(Input data)

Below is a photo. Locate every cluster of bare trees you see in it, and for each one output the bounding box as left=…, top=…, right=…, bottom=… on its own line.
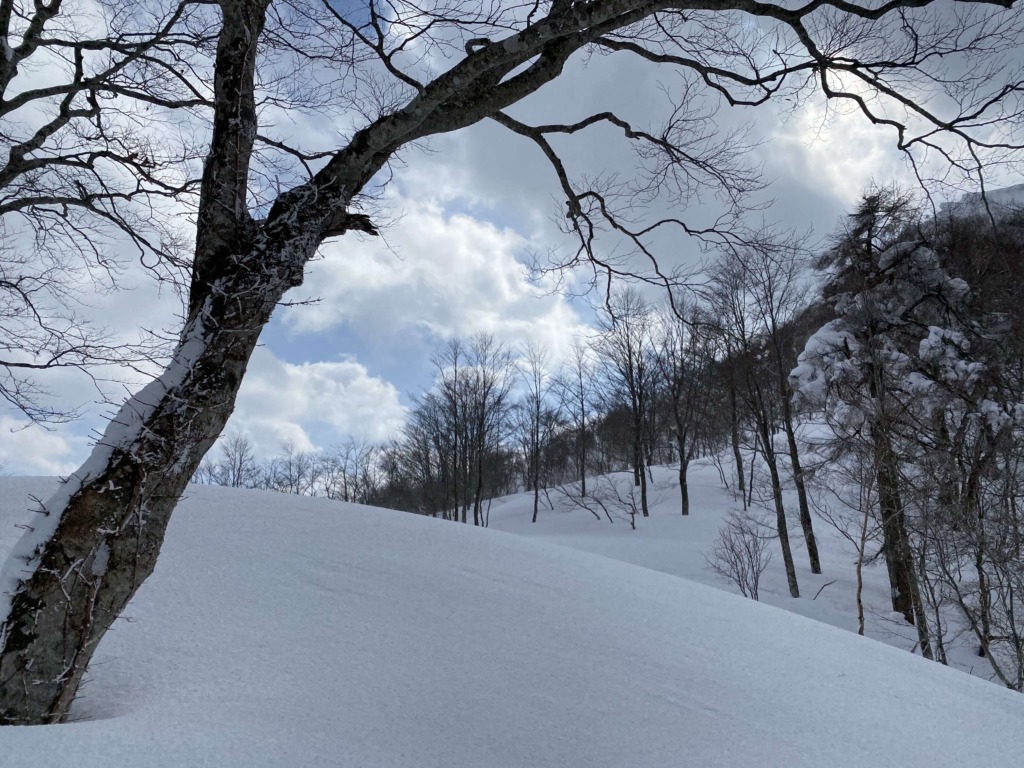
left=191, top=186, right=1024, bottom=694
left=1, top=0, right=1021, bottom=725
left=220, top=261, right=827, bottom=596
left=194, top=435, right=382, bottom=502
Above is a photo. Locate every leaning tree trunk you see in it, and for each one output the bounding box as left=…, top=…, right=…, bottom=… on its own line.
left=0, top=0, right=280, bottom=725
left=0, top=172, right=389, bottom=724
left=0, top=0, right=401, bottom=721
left=0, top=291, right=274, bottom=723
left=746, top=372, right=799, bottom=598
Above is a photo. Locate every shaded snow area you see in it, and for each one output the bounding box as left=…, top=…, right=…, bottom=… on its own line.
left=1, top=477, right=1023, bottom=767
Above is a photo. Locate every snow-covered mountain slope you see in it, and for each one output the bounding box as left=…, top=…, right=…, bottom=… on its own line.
left=940, top=182, right=1024, bottom=219
left=487, top=462, right=992, bottom=679
left=0, top=477, right=1022, bottom=767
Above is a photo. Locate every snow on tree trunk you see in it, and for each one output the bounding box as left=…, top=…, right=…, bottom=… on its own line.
left=0, top=0, right=300, bottom=723
left=0, top=269, right=290, bottom=722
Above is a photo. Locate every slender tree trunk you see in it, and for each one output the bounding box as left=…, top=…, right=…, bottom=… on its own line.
left=579, top=426, right=587, bottom=498
left=452, top=410, right=460, bottom=523
left=865, top=359, right=929, bottom=649
left=633, top=433, right=642, bottom=488
left=857, top=496, right=869, bottom=636
left=876, top=458, right=915, bottom=622
left=873, top=426, right=930, bottom=656
left=964, top=450, right=993, bottom=657
left=531, top=434, right=540, bottom=524
left=757, top=424, right=799, bottom=598
left=640, top=455, right=649, bottom=517
left=919, top=547, right=948, bottom=664
left=746, top=445, right=756, bottom=509
left=974, top=522, right=992, bottom=657
left=473, top=429, right=485, bottom=527
left=781, top=401, right=821, bottom=574
left=630, top=418, right=650, bottom=516
left=728, top=378, right=746, bottom=504
left=678, top=455, right=690, bottom=516
left=634, top=425, right=649, bottom=516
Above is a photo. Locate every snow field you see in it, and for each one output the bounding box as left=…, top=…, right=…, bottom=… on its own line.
left=0, top=475, right=1020, bottom=766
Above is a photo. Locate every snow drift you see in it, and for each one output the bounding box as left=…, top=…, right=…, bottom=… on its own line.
left=0, top=477, right=1021, bottom=767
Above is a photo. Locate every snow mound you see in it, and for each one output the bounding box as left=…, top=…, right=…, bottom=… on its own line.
left=0, top=478, right=1021, bottom=767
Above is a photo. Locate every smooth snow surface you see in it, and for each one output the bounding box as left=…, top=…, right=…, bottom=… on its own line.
left=0, top=477, right=1022, bottom=767
left=487, top=463, right=1012, bottom=680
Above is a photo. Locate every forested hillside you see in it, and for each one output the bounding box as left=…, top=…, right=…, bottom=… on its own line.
left=197, top=186, right=1024, bottom=690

(End Input data)

- Exercise details
Drop the images; return the entries above exactly as they appear.

- Output below
Below is a photo. Locate every cluster of bare trees you see in it, and for each one output the bounding box as left=…, top=…, right=…, bottom=… on its own line.
left=191, top=186, right=1024, bottom=694
left=1, top=0, right=1021, bottom=725
left=220, top=261, right=827, bottom=596
left=194, top=435, right=382, bottom=502
Above is a photo. Locate every leaning tree trunk you see in it, and for each one output the bounding box as left=…, top=…, right=…, bottom=… on its own line.
left=0, top=0, right=280, bottom=725
left=0, top=172, right=389, bottom=724
left=0, top=0, right=401, bottom=721
left=0, top=291, right=274, bottom=723
left=746, top=372, right=799, bottom=598
Above is a photo. Locate every shaded snow area you see in it, and for each one output the bounding box as left=…, top=…, right=…, bottom=… on its own line.
left=1, top=477, right=1023, bottom=767
Above is a photo. Locate every snow-covered mountain slope you see in it, and for each one output the bounding box as left=…, top=…, right=…, bottom=… on its own line.
left=940, top=182, right=1024, bottom=219
left=487, top=462, right=992, bottom=679
left=0, top=477, right=1022, bottom=767
Above is a photo. Locate every snow on tree trunk you see in it, and for each one output the bounding box as left=…, top=…, right=…, bottom=… on its own line.
left=0, top=0, right=300, bottom=723
left=0, top=269, right=290, bottom=722
Above is a photo. Locate every slender tree trunk you see in it, and for each one output the bounding box as left=…, top=…, right=…, bottom=… on its own line.
left=579, top=426, right=587, bottom=498
left=452, top=410, right=460, bottom=523
left=865, top=359, right=929, bottom=649
left=633, top=433, right=642, bottom=488
left=857, top=496, right=869, bottom=636
left=876, top=458, right=915, bottom=622
left=873, top=426, right=930, bottom=656
left=964, top=450, right=993, bottom=657
left=531, top=434, right=540, bottom=524
left=757, top=424, right=799, bottom=598
left=640, top=455, right=649, bottom=517
left=919, top=547, right=948, bottom=664
left=746, top=445, right=756, bottom=509
left=974, top=522, right=992, bottom=657
left=473, top=429, right=485, bottom=527
left=781, top=401, right=821, bottom=574
left=630, top=418, right=650, bottom=516
left=728, top=378, right=746, bottom=504
left=678, top=455, right=690, bottom=516
left=634, top=425, right=649, bottom=516
Above is a photo. Locate every snow field you see in it, and for each one output the bounding box as left=…, top=…, right=…, bottom=… on its own line.
left=0, top=475, right=1020, bottom=766
Above is a photo. Locate every snow drift you see in it, and for each one output the bounding box as left=…, top=…, right=…, bottom=… on its own line.
left=0, top=477, right=1021, bottom=767
Above is a photo. Locate every snow mound you see in it, and for each one output the bounding box as left=…, top=…, right=…, bottom=… on its own line.
left=0, top=478, right=1021, bottom=767
Above is a photo. Locate every smooth snow surface you see in it, and for each one output the bounding box as left=…, top=…, right=…, bottom=… on its own line.
left=0, top=477, right=1022, bottom=767
left=487, top=463, right=1012, bottom=680
Above is a photo. Locate every forested hillside you see in it, and for each one output the bounding box as left=…, top=…, right=…, bottom=… on its own line.
left=197, top=186, right=1024, bottom=690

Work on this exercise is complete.